* Assignment *
Take every line from the entries below that includes the word "dirt" and copy it.

* Source records *
"""

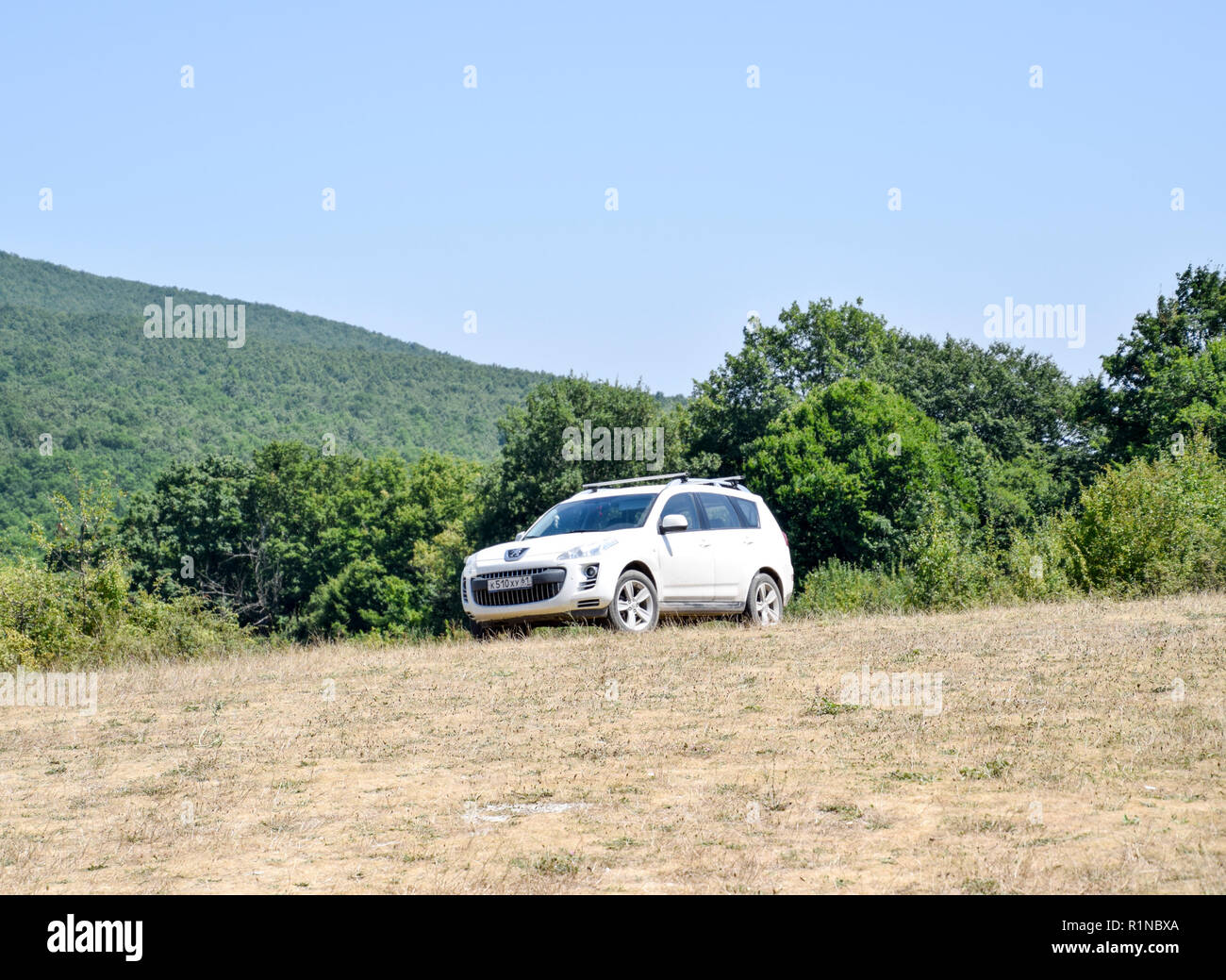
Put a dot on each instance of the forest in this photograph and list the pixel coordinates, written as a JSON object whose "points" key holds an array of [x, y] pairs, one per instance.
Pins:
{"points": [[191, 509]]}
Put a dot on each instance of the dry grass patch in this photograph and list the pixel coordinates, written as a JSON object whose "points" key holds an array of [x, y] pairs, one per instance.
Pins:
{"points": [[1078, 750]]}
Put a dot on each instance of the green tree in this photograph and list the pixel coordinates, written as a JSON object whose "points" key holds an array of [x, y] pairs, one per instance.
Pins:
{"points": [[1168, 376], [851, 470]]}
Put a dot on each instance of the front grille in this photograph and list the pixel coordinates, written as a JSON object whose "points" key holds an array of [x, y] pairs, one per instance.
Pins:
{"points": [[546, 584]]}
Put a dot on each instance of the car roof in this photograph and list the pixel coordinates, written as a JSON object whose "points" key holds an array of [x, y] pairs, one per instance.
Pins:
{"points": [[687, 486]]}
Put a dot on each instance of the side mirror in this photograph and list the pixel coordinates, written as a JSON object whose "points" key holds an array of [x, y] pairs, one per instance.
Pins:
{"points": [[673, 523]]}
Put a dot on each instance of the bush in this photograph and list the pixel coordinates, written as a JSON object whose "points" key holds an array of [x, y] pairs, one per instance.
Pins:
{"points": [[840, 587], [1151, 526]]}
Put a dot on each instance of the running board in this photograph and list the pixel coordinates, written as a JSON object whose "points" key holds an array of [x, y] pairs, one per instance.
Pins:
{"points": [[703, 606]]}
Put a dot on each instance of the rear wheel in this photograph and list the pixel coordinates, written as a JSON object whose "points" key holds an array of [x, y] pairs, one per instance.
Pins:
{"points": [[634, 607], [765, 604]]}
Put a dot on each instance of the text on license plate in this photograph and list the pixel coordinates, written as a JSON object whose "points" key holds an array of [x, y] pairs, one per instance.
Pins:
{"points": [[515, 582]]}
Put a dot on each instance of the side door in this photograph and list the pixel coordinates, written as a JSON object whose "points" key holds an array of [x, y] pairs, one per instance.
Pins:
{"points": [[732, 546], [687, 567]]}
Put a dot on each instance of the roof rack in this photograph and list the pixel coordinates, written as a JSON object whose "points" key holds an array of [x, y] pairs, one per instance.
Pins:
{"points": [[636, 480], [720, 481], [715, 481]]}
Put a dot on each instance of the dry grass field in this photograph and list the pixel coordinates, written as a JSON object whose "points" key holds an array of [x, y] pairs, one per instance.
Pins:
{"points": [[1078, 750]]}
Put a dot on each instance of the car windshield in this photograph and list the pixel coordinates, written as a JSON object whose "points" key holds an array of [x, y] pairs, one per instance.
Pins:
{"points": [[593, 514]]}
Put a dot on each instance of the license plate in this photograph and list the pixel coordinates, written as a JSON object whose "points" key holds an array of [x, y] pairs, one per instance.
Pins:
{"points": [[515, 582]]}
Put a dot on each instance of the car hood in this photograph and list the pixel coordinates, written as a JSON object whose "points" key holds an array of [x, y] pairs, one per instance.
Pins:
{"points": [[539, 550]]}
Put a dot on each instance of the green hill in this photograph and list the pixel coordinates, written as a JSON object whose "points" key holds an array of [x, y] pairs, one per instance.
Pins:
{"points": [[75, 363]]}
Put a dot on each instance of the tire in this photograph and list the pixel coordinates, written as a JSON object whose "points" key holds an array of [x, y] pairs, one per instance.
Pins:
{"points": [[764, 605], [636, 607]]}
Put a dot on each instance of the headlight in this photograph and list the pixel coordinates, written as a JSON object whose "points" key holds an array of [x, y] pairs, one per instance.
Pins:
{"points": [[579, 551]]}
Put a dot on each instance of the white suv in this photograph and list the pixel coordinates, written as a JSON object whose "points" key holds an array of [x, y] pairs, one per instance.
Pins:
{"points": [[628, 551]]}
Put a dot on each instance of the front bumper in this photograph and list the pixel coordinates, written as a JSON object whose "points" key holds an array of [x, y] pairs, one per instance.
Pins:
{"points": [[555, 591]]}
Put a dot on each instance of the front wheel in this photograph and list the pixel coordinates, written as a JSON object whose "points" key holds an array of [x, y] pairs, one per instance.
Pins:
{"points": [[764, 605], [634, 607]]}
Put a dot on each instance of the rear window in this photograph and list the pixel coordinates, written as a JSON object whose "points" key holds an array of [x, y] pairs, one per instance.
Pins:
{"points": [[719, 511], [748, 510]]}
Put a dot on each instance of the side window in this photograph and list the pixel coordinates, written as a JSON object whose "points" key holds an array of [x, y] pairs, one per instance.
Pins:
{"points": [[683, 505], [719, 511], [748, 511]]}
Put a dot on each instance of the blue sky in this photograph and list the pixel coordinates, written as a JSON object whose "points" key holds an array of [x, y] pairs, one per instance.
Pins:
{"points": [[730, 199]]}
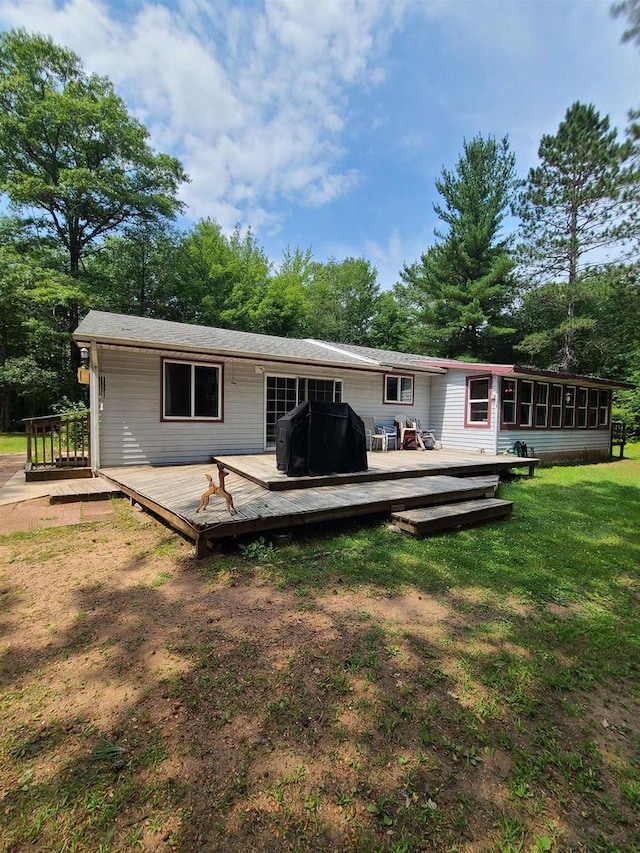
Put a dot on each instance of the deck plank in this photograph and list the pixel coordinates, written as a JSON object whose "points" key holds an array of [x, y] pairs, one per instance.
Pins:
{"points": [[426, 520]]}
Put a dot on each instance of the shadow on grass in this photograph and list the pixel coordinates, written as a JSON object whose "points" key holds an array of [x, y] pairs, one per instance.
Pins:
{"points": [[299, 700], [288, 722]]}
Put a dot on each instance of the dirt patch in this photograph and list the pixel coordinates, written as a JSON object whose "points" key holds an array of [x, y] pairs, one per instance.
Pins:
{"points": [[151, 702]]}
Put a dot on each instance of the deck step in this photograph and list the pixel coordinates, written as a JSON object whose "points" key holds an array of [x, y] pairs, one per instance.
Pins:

"""
"""

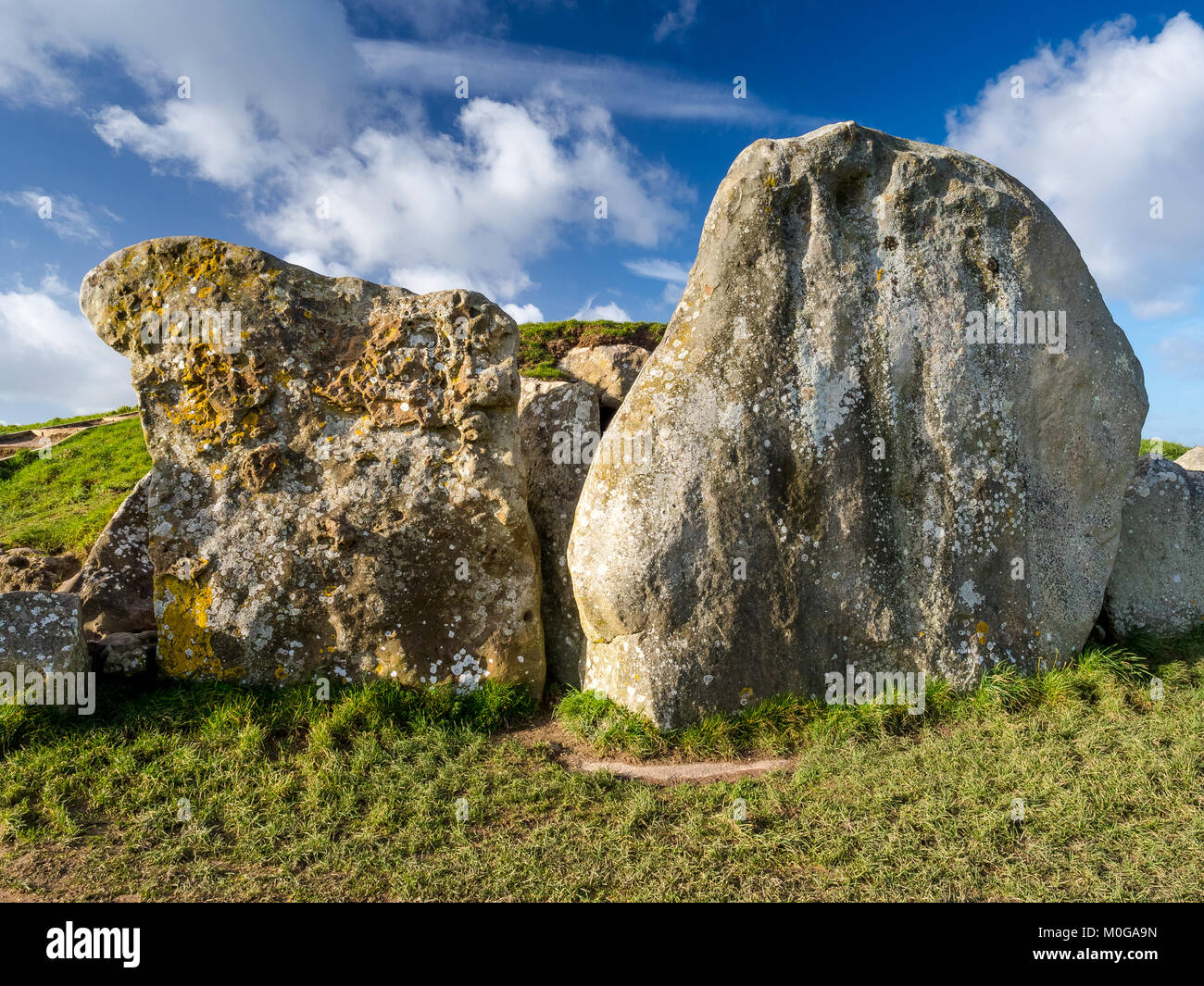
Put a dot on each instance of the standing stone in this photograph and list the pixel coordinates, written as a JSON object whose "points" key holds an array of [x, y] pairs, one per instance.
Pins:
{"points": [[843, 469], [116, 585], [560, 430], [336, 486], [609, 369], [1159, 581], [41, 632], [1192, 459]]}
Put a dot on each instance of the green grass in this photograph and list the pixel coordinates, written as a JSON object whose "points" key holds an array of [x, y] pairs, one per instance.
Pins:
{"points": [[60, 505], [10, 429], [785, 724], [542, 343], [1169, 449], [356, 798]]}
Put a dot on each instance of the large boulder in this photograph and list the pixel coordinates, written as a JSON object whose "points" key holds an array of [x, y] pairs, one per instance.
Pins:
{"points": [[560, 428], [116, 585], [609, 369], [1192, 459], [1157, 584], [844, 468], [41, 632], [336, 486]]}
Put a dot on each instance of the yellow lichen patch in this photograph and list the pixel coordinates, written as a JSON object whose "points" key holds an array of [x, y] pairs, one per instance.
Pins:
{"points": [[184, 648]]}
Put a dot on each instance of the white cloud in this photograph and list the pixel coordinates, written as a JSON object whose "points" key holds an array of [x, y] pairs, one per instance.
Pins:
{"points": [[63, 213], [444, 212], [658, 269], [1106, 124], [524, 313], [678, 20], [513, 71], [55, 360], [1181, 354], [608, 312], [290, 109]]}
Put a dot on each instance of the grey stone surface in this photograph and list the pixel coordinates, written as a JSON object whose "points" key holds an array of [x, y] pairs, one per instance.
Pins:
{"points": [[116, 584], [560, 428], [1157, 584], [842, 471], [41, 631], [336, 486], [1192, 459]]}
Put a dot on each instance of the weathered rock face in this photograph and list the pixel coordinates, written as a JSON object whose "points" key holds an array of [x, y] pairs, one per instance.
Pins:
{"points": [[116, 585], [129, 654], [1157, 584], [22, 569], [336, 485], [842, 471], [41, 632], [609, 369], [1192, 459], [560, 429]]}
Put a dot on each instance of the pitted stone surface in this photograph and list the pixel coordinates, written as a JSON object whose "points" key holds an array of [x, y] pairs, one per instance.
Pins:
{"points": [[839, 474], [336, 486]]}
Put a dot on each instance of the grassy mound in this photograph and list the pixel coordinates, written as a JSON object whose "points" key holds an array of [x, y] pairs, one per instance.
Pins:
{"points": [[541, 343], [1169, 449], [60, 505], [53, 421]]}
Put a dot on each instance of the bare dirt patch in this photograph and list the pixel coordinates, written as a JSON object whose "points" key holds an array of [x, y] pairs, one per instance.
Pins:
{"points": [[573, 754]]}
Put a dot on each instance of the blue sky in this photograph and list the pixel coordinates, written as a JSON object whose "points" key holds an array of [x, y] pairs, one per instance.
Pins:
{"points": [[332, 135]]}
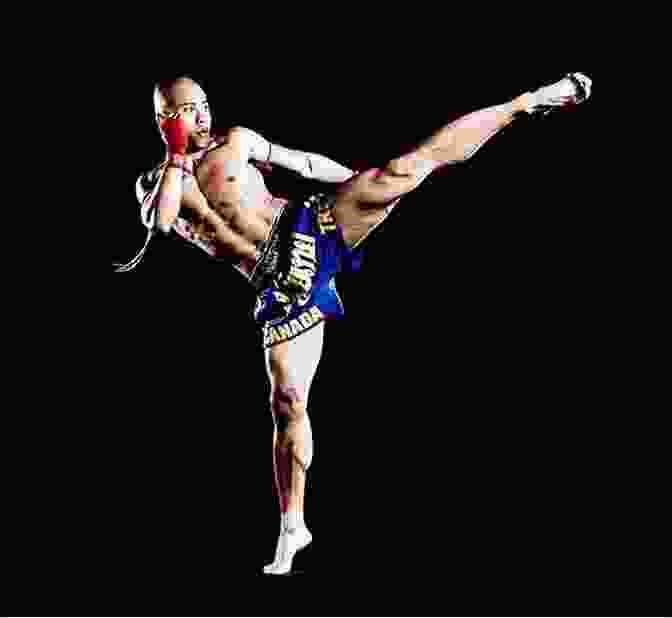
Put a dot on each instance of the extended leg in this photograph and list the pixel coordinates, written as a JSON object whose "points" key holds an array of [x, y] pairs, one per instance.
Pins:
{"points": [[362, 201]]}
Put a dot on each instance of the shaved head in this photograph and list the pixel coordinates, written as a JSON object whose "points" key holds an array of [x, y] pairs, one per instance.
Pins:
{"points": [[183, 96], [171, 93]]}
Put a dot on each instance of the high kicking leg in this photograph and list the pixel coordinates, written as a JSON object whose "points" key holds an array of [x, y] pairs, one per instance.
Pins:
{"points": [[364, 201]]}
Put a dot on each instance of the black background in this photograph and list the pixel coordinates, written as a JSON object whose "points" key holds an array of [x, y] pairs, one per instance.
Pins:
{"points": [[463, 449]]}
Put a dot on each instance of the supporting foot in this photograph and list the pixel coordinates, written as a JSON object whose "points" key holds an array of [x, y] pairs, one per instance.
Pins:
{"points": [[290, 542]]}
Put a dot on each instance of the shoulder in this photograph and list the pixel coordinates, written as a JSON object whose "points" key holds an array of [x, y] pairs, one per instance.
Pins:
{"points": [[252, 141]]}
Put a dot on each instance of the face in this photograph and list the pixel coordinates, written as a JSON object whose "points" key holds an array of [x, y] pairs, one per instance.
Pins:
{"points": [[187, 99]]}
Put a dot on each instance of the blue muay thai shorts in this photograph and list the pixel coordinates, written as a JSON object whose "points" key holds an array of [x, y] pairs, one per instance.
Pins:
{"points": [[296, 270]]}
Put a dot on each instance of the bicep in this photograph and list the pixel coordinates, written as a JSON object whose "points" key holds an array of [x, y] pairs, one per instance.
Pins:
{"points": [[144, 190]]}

"""

* Final answer *
Put a dot on each instance of the dirt patch in this photograph and list the pixel coordinates, written as a JSON object whose "points" key holds an array of [x, y] pairs, one per instance.
Put a dot on each instance of the bare dirt patch in this photograph and list the pixel coordinates, written as a JSON object whose "points" key holds an array of [x, y] pairs, one per instance.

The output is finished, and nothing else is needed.